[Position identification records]

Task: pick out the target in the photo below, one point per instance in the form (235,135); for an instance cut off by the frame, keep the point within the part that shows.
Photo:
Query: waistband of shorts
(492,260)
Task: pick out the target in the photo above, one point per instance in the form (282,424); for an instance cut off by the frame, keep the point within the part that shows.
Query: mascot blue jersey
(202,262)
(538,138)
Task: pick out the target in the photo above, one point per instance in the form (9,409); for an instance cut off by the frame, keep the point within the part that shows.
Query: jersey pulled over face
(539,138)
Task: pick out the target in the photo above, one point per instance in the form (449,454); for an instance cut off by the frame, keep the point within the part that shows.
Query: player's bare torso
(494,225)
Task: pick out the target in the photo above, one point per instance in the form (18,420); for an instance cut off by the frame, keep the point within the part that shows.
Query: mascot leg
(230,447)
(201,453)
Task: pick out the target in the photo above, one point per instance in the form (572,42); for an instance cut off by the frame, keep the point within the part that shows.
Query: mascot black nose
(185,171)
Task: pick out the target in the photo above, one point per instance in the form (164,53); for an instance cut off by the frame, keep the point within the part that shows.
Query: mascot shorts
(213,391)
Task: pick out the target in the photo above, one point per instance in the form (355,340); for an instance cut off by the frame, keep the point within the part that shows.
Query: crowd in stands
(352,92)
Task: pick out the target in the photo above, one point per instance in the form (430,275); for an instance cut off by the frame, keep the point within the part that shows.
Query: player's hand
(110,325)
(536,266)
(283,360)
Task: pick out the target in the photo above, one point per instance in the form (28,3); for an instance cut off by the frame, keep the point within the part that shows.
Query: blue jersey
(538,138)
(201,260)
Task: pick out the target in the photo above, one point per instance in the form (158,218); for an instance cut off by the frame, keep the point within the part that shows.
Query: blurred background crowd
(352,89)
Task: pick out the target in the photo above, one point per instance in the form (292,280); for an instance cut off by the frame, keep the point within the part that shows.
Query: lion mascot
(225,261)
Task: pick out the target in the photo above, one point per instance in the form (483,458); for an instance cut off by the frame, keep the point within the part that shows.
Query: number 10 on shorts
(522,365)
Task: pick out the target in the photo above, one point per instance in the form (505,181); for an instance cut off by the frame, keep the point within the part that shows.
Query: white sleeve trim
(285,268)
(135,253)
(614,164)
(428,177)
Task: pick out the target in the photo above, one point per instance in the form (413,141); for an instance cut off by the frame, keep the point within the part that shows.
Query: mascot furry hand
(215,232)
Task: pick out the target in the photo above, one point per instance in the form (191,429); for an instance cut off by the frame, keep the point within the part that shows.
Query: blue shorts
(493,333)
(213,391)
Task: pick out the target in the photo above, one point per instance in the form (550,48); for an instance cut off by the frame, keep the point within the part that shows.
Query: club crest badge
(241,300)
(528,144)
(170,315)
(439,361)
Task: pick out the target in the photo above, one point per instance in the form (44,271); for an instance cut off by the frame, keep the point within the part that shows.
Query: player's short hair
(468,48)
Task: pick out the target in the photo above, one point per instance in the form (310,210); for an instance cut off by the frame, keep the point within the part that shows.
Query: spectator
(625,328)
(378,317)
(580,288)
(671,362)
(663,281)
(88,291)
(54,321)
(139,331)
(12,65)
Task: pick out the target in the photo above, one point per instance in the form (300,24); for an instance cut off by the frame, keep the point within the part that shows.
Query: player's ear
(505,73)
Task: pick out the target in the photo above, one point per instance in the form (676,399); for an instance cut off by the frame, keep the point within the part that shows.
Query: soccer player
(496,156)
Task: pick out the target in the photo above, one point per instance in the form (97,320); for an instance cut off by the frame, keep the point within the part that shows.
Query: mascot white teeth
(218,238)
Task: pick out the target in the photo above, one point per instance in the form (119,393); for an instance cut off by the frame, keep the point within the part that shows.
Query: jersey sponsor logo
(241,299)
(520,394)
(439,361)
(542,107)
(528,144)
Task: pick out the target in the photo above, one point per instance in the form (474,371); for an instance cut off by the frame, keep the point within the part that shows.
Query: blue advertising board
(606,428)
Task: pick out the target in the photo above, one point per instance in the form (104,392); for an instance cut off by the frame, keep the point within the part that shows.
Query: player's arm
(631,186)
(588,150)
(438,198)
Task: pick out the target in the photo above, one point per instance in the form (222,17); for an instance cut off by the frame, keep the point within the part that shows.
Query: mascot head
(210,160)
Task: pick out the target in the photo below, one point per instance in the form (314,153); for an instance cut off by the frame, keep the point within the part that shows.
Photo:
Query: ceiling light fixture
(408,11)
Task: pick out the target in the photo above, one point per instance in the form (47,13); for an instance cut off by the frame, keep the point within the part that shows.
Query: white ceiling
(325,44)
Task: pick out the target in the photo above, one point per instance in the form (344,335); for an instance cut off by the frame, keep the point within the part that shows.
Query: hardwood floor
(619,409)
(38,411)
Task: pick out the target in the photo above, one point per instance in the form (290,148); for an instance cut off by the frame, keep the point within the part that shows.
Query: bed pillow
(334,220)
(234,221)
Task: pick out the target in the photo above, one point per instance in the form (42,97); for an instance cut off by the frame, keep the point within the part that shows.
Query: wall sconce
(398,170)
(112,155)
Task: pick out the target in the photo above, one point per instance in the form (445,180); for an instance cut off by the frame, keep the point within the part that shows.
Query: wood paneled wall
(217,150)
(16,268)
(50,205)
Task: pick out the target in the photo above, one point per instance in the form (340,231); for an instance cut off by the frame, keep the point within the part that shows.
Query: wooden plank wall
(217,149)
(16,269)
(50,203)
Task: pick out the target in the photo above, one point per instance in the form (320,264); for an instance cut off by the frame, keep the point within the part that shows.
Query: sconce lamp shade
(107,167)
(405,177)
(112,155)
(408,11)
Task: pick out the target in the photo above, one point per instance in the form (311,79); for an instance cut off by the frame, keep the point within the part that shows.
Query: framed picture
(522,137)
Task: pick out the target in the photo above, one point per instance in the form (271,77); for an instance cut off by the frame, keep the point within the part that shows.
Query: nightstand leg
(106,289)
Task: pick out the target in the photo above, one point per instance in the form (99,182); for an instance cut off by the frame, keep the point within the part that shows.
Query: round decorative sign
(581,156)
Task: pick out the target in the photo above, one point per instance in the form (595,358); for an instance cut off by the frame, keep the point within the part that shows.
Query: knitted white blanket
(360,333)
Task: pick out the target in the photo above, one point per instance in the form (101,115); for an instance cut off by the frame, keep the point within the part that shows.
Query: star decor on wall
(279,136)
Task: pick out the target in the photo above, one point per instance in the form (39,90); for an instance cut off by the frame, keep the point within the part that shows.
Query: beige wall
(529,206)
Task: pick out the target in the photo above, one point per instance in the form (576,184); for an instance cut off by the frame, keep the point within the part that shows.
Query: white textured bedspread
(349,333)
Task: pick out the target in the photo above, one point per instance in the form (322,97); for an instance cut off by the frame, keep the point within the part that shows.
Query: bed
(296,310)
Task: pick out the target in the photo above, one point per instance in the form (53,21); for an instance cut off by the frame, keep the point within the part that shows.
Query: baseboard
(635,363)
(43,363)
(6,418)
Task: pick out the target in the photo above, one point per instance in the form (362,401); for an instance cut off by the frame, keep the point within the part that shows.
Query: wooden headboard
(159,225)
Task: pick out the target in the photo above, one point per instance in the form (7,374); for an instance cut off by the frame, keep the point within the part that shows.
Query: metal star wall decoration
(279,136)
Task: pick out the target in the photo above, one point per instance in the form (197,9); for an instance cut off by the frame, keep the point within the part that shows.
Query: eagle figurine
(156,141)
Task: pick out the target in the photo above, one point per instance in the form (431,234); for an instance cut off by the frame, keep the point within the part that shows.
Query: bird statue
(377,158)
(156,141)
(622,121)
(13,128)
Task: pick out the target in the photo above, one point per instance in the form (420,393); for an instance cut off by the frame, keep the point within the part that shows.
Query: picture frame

▶ _Given problem_
Return exactly the lines from the one containing "the form (197,9);" to the last line of the data, and nothing more.

▶ _Right answer_
Task: pick out the target in the photo above, one point per instance in the form (197,9); for an instance cut off by the frame, keep the point within the part that shows.
Query: eagle figurine
(156,141)
Task: pick out the target in the photo above, one point per instance in the form (431,234); for an instance cut off by the frame, keep the point within the part that shows.
Query: bird statue
(377,158)
(156,141)
(622,121)
(13,128)
Task: pick out the target in the photo above, one point per instance in the form (420,393); for an instance cut off by the frame, keep the point within the part that shows.
Query: picture frame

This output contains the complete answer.